§ AIM OF THE EXERCISE
Leave the pictures out. Return all other data exactly.

§ Saved data entries
....................

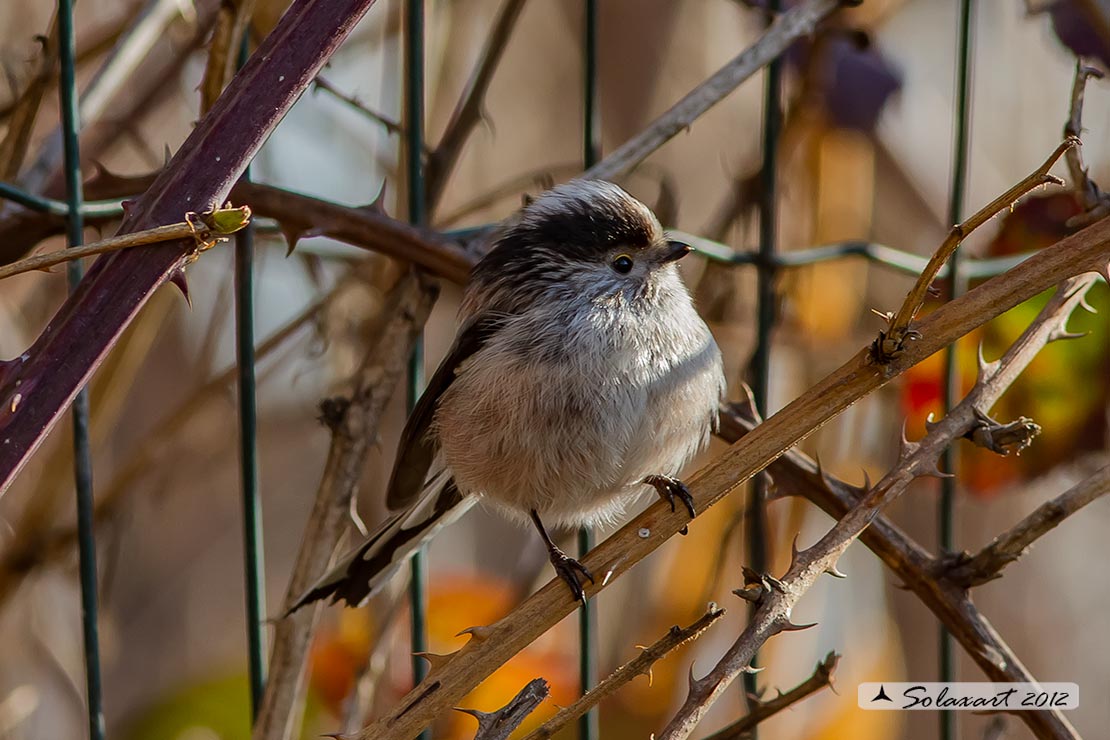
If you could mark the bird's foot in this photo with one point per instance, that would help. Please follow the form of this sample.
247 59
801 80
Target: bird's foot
569 569
669 489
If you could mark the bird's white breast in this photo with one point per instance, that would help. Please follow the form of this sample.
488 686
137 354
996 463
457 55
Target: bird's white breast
569 406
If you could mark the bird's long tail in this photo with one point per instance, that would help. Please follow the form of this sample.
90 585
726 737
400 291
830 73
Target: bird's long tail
365 569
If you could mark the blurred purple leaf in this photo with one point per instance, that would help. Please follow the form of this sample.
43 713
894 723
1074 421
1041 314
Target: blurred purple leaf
1077 32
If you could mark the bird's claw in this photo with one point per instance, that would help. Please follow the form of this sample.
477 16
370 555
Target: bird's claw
669 489
568 570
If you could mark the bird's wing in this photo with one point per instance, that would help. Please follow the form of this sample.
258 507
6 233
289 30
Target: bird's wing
416 449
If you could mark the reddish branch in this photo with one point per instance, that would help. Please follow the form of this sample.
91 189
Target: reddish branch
200 178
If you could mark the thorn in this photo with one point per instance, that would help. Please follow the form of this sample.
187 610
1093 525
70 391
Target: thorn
748 404
1061 333
292 236
477 634
826 478
753 594
931 470
435 661
986 371
178 277
907 448
790 627
690 680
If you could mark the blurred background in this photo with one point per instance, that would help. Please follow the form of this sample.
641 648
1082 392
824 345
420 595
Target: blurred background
865 154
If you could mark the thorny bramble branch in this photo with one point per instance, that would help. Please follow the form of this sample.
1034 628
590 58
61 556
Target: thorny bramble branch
501 723
763 710
638 666
892 340
988 564
452 679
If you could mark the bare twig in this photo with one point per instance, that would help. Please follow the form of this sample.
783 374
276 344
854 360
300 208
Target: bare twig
207 165
468 110
447 682
390 124
132 53
205 227
299 215
764 710
892 340
796 474
787 28
354 426
501 723
231 22
776 598
638 666
988 563
1093 201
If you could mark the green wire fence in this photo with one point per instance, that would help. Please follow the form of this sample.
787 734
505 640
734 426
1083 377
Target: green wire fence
768 264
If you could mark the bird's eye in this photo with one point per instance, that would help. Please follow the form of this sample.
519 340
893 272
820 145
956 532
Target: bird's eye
622 264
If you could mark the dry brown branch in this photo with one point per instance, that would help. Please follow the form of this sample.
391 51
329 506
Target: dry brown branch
1093 201
796 474
892 340
231 22
501 723
205 227
299 216
764 710
447 682
638 666
775 598
353 424
468 110
988 563
787 28
13 147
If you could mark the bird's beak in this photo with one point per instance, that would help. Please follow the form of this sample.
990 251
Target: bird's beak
676 251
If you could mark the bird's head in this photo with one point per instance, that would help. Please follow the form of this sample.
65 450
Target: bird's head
587 236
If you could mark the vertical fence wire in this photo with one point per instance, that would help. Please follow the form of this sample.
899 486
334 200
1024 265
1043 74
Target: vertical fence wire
588 723
414 151
957 284
253 551
766 273
82 455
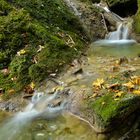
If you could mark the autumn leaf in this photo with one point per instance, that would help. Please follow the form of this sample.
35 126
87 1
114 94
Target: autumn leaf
98 83
11 91
40 48
137 91
112 86
58 88
135 80
116 99
21 52
32 85
129 85
119 94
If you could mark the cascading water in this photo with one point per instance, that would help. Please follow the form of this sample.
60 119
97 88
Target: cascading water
40 106
121 35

....................

§ RESPONSE
If you could mark the bird's foot in this photo with one point per instance, that would help. Please follow the form of this sample.
247 59
801 80
Target: bird's foot
569 569
669 489
If you could mark the bird's white breast in this photo with one point per instance, that would help. Please follow the form of this sample.
488 686
137 354
996 463
457 55
Target: bird's white breast
569 406
If you could mark the bird's long tail in this photo with one point per instance, that would help. Please follow the form of this sample.
90 585
726 737
400 291
830 73
Target: bird's long tail
365 569
If you could mark the blurred purple leaf in this photo with one point per instance, that would help. Please follow the form of this sample.
43 713
894 723
1074 421
1041 314
Target: blurred purple leaf
1077 32
If you could mark the bird's claw in this photo with one point per instance, that would help. Please follow the form of this sample.
477 16
370 555
Target: bird's claw
669 489
568 570
If you could mark the bird's wing in this photo with one point per instance, that would help. Please follow the form of this sample.
258 507
6 233
289 30
Target: bird's wing
416 449
If you could mark the reddish branch in this photo with one point per instance, that would help. Please follow the form of this sample.
91 189
Target: reddish branch
200 178
If you could mark the thorn in this photo with one point per instance, that would help. Please follow the form of this sample.
187 610
1093 525
70 391
Target: thorn
748 404
1061 333
292 236
477 634
826 478
753 594
931 470
435 661
986 371
178 277
907 448
790 627
690 680
If you could mark the blurred background in this photo with one point per instance, that would help. Please follow the form of this sample.
641 648
1082 392
824 345
420 595
Target: blurred background
865 154
If you could mark the thorny bramble branch in this photo with one point per instance, that would help. Please follow the form of this sample.
1034 628
590 58
61 556
Target: thorny bramble branch
501 723
763 710
638 666
892 340
988 564
452 679
If you could mark the bare twig in this photo with one point per instance, that would help. Please follow the form of this sample.
783 374
276 344
854 360
300 208
Target: bare twig
207 165
468 110
447 682
390 124
132 53
205 227
299 215
764 710
892 340
796 474
787 28
354 426
501 723
231 22
776 598
638 666
988 563
1093 201
If you could mark the green wire fence in this photo with one point per instance, that would help. Please follow the form of this sample.
787 734
505 640
734 426
1083 377
Target: green wire fence
768 264
If you could mark the bird's eye in this photo with one point per instance, that would help. Please follow the form of this sample.
519 340
893 272
820 145
956 532
Target: bird's eye
622 264
If you could mark the dry brown branch in this photo with one point per instance, that would help. Please follow the form of this sample.
391 51
329 506
Target: dry brown branch
1093 201
796 474
892 340
231 22
501 723
205 227
299 216
764 710
447 682
638 666
775 598
353 424
468 110
988 563
787 28
13 147
If you could mark the bird's beak in this photo with one point per instance, that would help. Please follow the form of this sample.
990 251
Target: bird's beak
676 251
If you could mark the bird's head in this photo with one point per instance, that would help. Please follow the form of this sample.
65 450
Target: bird's head
587 236
If you could mark the vertical fence wire in this photo with one point per instance, that would help. Please follow the form of this sample.
899 486
334 200
1024 265
1043 74
Target: vertical fence wire
588 723
414 151
957 284
253 551
766 273
82 455
If you could mark the autumn leaf in this photo with one point per instance, that would help. Please follow the form of this sample.
35 126
87 1
114 94
Target: autumn leaf
98 83
11 91
40 48
137 91
112 86
58 88
135 80
116 99
21 52
32 85
129 85
119 94
If you could mark the cascading water in this photo with one point per instance, that would help. Please follow the form of this sample.
60 119
97 88
Target: cascading water
40 106
121 35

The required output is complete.